FromMartin Gregorie <martin@address-in-sig.invalid>
Date2012-05-06 12:22 +0000
Message-ID<jo5qec$rkl$4@localhost.localdomain>
In reply to#14317
On Sat, 05 May 2012 20:23:45 -0400, Arne Vajhøj wrote:

> If you search programming fora for problems relating to:
> - max int values 
> - integer division
> - FP inaccuracy
> - octal then I think
> you will see that octal is not a common problem compared to other
> language features.
>
I've always out that down to hardware changes. Way back when machines 
using 6 bit ISO characters (ICL 1900 mainframes, Elliott scientific 
boxes) I used to use octal all the time and didn't recall ever meeting 
hex, which I first noticed after the switch to byte-oriented 
architectures. I think that made sense: the 1900 used a 24 bit work that 
split into 4 6-bit characters so octal works well for bit representations 
of both words and characters. Hex would be far less useful.

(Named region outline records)
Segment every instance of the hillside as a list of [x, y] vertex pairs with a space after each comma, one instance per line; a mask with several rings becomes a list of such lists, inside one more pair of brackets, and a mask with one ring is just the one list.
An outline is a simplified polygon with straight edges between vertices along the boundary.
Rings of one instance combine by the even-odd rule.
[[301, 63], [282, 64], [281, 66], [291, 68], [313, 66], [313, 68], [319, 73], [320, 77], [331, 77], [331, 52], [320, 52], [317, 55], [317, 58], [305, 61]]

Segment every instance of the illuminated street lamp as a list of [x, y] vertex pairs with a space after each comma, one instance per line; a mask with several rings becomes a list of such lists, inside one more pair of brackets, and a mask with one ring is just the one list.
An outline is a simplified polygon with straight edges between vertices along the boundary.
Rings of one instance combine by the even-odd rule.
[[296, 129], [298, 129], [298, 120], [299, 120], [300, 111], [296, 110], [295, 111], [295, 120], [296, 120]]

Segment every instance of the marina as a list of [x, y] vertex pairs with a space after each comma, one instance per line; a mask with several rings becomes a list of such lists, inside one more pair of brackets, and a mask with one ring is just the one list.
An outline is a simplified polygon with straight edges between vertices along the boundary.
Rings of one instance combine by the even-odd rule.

**Objectives**
a - Answer these questions using the post on octal above:
(i) Which machines does the writer name as using 6-bit characters?
(ii) Into how many characters did a 1900 word split?
(iii) When did the writer first notice hex?
b - Please say whether each statement agrees with the post on octal above, answering yes or no and quoting the words that decide it:
(i) The writer used octal all the time on machines with 6-bit characters.
(ii) The writer thinks hex would be more useful than octal on the 1900.
(iii) The quoted list of problems includes integer division.
c - Carry on the post on octal above from its last sentence.

**Results by task**
a -
(i) ICL 1900 mainframes and Elliott scientific boxes.
(ii) Four 6-bit characters.
(iii) After the switch to byte-oriented architectures.

b -
(i) Yes: "I used to use octal all the time"
(ii) No: "Hex would be far less useful."
(iii) Yes: "- integer division"

c -
OTOH Octal is a bad fit with a byte-oriented architecture for exactly 
thew same reasons.

So, back when C was specified, it made sense to have both hex and octal 
bit representations because it was being used on both byte and word 
oriented hardware (didn't some early DEC kit use word and character 
lengths that were multiples of 3 rather than 4?) but now, with the almost 
universal adoption of byte-oriented architectures there's little reason, 
other than historic, to use octal notation.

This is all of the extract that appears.